What you are asked to do:
For the entries that follow, report how many lines include the word "positive" and add nothing.

Collected data entries
[Start of Attachment]

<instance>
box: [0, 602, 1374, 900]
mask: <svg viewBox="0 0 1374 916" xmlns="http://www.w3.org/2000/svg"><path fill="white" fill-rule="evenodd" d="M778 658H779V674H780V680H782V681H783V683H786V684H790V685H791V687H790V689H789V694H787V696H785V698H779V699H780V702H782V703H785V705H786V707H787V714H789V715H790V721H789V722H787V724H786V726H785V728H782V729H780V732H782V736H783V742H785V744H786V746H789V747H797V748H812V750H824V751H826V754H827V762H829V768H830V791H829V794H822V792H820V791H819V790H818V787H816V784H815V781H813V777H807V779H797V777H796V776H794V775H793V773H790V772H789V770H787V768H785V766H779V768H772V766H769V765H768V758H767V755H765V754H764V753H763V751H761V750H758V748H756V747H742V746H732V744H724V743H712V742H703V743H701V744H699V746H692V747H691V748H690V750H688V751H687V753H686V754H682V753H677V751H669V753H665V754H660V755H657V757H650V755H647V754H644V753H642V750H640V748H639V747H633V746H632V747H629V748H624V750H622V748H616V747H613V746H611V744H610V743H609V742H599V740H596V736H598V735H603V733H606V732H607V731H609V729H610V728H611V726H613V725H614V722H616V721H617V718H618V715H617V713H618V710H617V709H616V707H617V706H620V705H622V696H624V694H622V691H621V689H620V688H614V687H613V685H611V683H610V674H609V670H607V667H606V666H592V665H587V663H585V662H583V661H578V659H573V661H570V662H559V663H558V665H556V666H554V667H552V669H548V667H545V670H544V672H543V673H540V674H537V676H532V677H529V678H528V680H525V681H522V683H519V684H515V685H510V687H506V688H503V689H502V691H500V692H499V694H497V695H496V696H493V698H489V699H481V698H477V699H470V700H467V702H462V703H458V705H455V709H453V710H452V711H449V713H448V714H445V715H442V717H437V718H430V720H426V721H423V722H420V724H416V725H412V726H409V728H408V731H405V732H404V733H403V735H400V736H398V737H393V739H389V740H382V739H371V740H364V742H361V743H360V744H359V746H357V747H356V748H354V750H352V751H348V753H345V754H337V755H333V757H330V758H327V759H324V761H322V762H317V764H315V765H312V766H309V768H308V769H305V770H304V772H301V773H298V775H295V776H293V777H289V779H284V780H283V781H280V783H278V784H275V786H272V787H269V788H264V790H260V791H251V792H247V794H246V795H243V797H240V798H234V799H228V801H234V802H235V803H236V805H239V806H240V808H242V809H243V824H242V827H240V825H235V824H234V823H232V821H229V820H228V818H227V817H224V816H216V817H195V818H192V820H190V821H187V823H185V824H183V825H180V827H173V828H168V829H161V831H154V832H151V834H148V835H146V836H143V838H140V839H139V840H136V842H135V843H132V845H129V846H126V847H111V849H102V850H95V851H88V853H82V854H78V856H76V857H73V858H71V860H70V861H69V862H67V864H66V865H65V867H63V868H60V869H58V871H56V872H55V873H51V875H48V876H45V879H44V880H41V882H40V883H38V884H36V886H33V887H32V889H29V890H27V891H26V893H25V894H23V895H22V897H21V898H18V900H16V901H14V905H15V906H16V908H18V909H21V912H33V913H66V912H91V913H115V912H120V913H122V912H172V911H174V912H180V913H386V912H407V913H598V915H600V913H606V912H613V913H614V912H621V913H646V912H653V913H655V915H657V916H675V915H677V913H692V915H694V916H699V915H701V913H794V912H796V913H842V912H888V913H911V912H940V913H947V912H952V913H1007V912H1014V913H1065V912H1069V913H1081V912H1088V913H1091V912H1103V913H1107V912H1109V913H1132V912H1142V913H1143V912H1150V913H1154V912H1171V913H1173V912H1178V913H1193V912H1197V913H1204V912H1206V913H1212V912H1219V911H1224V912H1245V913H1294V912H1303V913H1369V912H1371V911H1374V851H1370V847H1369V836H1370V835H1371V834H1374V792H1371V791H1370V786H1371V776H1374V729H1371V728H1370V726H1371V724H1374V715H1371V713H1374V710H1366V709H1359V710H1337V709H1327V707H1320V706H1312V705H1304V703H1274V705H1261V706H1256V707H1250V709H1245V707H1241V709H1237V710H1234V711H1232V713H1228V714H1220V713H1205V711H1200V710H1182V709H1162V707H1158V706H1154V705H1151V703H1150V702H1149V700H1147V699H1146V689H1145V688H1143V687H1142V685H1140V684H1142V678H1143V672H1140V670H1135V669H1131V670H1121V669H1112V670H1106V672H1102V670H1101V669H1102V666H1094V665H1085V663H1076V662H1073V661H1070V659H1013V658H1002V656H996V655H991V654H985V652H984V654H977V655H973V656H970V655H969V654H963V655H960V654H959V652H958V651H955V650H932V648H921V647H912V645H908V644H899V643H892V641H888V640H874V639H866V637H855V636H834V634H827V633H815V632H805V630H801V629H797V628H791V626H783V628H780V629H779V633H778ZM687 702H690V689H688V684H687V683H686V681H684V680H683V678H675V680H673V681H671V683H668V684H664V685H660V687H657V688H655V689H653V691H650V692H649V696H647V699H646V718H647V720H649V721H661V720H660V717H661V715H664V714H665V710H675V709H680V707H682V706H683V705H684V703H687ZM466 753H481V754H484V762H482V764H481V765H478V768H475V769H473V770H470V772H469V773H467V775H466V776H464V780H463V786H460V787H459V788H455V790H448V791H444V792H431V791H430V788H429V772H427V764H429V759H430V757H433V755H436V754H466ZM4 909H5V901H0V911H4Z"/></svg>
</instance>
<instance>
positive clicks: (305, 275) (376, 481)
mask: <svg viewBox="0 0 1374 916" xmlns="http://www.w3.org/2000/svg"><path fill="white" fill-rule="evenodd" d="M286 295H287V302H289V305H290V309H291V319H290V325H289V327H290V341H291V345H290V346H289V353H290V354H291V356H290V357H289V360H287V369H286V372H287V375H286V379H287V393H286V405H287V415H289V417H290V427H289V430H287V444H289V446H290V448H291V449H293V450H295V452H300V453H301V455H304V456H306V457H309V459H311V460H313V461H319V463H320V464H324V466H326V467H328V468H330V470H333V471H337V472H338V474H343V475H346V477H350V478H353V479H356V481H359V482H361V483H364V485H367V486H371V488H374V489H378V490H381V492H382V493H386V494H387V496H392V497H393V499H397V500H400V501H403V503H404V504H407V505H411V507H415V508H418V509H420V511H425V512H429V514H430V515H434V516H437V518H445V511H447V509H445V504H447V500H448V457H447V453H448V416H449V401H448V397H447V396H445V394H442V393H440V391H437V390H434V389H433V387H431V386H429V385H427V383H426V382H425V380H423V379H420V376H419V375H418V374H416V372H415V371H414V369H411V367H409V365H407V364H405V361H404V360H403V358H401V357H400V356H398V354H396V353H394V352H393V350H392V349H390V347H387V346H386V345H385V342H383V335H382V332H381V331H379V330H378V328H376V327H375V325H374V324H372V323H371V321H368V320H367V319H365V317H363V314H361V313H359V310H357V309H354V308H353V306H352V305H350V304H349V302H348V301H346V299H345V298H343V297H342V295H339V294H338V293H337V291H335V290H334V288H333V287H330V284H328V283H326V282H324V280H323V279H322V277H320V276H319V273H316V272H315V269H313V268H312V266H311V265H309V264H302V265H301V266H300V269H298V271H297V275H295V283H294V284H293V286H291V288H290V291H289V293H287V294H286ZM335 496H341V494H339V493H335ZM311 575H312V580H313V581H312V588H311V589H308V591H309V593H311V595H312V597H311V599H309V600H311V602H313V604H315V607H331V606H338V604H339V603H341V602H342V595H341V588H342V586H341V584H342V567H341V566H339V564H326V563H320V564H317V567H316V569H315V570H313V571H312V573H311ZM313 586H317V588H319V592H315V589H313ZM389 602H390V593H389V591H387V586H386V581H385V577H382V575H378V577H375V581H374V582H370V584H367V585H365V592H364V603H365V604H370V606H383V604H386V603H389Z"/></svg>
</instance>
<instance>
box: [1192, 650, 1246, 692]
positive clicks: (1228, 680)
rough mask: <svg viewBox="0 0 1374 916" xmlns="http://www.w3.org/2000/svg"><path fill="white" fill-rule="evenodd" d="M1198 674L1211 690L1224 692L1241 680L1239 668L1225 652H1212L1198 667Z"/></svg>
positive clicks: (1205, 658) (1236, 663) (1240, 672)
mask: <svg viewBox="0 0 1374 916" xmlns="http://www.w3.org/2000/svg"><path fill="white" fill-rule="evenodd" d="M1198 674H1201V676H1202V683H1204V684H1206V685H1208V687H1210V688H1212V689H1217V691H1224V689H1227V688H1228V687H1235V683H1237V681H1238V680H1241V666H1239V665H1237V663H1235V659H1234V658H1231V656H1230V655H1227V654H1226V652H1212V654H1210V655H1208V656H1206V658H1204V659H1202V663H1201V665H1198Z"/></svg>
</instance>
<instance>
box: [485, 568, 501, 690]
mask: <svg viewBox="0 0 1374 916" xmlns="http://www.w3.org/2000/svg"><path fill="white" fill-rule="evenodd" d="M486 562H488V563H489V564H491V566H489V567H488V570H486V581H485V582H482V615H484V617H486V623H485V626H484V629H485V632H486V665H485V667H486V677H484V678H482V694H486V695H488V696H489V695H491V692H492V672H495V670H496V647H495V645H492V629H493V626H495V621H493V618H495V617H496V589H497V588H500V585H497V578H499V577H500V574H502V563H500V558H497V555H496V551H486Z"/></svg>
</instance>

[End of Attachment]

Result of this exercise:
3